-- start EXTRACT PROVIDED --

In early October, driver Ron Pierce declined to go on the record with Trot Insider after the Kentucky Horse Racing Commission handed him a 10-day suspension for putting both lines in one hand to use his whip on his mount, Costa Rica, in a division of the Bluegrass Stakes
at the Red Mile.
Since the ruling was under appeal, Pierce could not go on the record in regard to the incident (he ultimately received a stay). Trot Insider recently spent some time with the veteran pilot and discussed some of the new urging/whipping rules which have been implemented in various North American jurisdictions as of late.
Pierce had plenty to say.
The 53-year-old is one of the top drivers in the sport of harness racing. He has reached the winner's circle over 7,000 times and has driven some of the industry's top equine stars to over $158 million in purse earnings. He is currently in the midst of his sixth consecutive season in which he has piloted horses to over $10 million in purses.
While on the lead in the homestretch with two-year-old pacing filly Costa Rica in a division of the Bluegrass Stakes on September 29, Pierce needed to urge his mount on in the lane, as pressure was coming up behind him. In a move that has come naturally to Pierce and the rest of the North American drivers' colony for years, he put both reins in one hand and used his whip in a respectable manner in order to get his charge to the wire first.
"I was aware of the rule in Kentucky. I knew that I was supposed to keep both hands in the handholds and to keep the whip over the horse's back and don't go under the shaft. I was aware of that," Pierce told Trot Insider. "I was driving Costa Rica and she was something like 1-5. She came up a little empty, but [I thought I was] going to win the race anyway. I looked back at about the eighth pole and I saw a filly flying up on the outside. I put the lines over in one hand and I gave her two little swats. The filly on the outside ended going by us anyway. I didn't even realize that I had done it (put both lines in one hand).
"After the race, the judges called me. I thought they wanted to know why the filly raced so poorly. One of the judges said, 'Ron, when you hit that filly, you took the lines in one hand and you hit her.' I said, 'I did?' I didn't even know I did it. I really didn't have any idea that I did it," Pierce explained.
In the Bluegrass Stakes incident, Pierce did not utilize his whip in a manner which would be deemed harmful to a horse, which was conceded by the KHRC. Clear rules for excessive whipping have been on the books of North American racing jurisdictions for decades, although stringent 'urging' rules have been implemented as of late. There is a widely-publicized position which some have chosen to take within the horse racing industry that whipping is one of the main reasons why track handle and fan base have deteriorated in recent years.
"I've been driving horses for 33 going on 34 years now and it is our job to know how to make horses go fast. Now, all of a sudden, they take that away from us, and now we have to learn how to make horses go fast all over again. I feel along with all the other top drivers -- except for maybe one or two…maybe just one -- that it puts us in a dangerous situation out there. I mean, there are a lot of loose lines out there now. It is just a matter of time before a horse trips because of a loose line and a driver isn't able to pick him up in time, and I think it is going to cause a serious crash."
From what Pierce told Trot Insider, he is not the only driver against the rule -- in actuality, there may be a throng of more passionate drivers ahead of him when it comes to the topic.

-- end EXTRACT PROVIDED --

REQUIREMENTS:
(1) In the piece on Ron Pierce's suspension, how many days did the Kentucky Horse Racing Commission suspend him?
(2) Print every line of the rows exactly, from the line containing "Locate any distant" down through the final line of the rows.

-- start INPUT FOR THIS TASK --

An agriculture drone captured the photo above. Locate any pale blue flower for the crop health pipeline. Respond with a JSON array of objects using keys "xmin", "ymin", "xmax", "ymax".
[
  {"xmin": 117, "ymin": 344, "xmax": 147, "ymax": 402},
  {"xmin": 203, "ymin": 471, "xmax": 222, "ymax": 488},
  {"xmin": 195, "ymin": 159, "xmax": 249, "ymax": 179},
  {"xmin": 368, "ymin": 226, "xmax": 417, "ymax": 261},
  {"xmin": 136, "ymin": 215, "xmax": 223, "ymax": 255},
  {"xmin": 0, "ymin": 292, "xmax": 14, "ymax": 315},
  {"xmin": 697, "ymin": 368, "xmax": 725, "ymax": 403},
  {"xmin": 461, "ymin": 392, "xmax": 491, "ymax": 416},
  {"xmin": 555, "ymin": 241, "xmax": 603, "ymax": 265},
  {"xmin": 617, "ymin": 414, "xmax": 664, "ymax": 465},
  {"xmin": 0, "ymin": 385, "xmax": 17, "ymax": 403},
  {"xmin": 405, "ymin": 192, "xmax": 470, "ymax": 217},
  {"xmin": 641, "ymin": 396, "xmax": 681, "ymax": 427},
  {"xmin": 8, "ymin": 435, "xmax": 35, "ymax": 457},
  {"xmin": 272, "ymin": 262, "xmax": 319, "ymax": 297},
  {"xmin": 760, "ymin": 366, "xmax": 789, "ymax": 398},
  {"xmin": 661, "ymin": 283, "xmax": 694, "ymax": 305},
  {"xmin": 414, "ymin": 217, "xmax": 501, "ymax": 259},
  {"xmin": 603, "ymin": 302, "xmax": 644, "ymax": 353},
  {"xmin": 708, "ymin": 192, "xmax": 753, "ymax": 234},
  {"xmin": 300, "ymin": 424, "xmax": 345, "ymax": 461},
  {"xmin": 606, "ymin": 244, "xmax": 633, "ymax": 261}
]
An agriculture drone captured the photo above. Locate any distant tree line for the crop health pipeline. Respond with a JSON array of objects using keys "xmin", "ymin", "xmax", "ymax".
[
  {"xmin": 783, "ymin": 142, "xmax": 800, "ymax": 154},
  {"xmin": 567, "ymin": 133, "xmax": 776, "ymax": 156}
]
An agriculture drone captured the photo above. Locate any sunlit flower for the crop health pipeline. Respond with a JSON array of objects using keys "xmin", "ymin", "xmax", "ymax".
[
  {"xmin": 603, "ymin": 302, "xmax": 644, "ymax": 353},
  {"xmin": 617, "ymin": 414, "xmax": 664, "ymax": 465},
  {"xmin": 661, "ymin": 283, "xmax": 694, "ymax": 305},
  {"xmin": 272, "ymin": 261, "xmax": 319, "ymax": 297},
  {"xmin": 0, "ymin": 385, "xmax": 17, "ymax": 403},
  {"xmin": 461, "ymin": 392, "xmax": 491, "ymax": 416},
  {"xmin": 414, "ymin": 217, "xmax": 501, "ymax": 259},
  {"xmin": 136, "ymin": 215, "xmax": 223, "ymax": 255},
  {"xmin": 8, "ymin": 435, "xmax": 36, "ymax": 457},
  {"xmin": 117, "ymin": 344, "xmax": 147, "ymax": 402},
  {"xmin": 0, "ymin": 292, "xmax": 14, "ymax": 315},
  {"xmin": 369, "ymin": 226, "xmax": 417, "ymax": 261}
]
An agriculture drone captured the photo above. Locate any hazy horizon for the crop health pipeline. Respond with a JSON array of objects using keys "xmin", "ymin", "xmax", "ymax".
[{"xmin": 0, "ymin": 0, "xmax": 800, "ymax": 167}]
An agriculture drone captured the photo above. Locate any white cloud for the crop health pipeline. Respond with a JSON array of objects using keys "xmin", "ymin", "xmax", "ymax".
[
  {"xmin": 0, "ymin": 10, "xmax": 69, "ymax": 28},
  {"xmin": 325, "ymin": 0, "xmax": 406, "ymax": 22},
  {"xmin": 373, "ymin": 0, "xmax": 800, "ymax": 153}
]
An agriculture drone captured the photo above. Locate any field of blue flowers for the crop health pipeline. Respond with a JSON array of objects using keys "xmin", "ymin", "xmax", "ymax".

-- end INPUT FOR THIS TASK --

OUTPUTS BY TASK:
(1) 10 days.

(2)
An agriculture drone captured the photo above. Locate any distant tree line for the crop health pipeline. Respond with a JSON array of objects using keys "xmin", "ymin", "xmax", "ymax".
[
  {"xmin": 783, "ymin": 142, "xmax": 800, "ymax": 154},
  {"xmin": 567, "ymin": 133, "xmax": 776, "ymax": 156}
]
An agriculture drone captured the photo above. Locate any sunlit flower for the crop health pipeline. Respond with a JSON array of objects using keys "xmin", "ymin", "xmax", "ymax".
[
  {"xmin": 603, "ymin": 302, "xmax": 644, "ymax": 353},
  {"xmin": 617, "ymin": 414, "xmax": 664, "ymax": 465},
  {"xmin": 661, "ymin": 283, "xmax": 694, "ymax": 305},
  {"xmin": 272, "ymin": 261, "xmax": 319, "ymax": 297},
  {"xmin": 0, "ymin": 385, "xmax": 17, "ymax": 403},
  {"xmin": 461, "ymin": 392, "xmax": 491, "ymax": 416},
  {"xmin": 414, "ymin": 217, "xmax": 501, "ymax": 259},
  {"xmin": 136, "ymin": 215, "xmax": 223, "ymax": 255},
  {"xmin": 8, "ymin": 435, "xmax": 36, "ymax": 457},
  {"xmin": 117, "ymin": 344, "xmax": 147, "ymax": 402},
  {"xmin": 0, "ymin": 292, "xmax": 14, "ymax": 315},
  {"xmin": 369, "ymin": 226, "xmax": 417, "ymax": 261}
]
An agriculture drone captured the photo above. Locate any hazy horizon for the crop health pipeline. Respond with a JSON array of objects using keys "xmin", "ymin", "xmax", "ymax".
[{"xmin": 0, "ymin": 0, "xmax": 800, "ymax": 167}]
An agriculture drone captured the photo above. Locate any white cloud for the crop health pipeline. Respond with a JSON array of objects using keys "xmin", "ymin", "xmax", "ymax".
[
  {"xmin": 0, "ymin": 10, "xmax": 69, "ymax": 28},
  {"xmin": 325, "ymin": 0, "xmax": 406, "ymax": 22},
  {"xmin": 373, "ymin": 0, "xmax": 800, "ymax": 153}
]
An agriculture drone captured the photo above. Locate any field of blue flowers for the crop health pipeline. Respond with a JSON array of objects using keys "xmin", "ymin", "xmax", "ymax".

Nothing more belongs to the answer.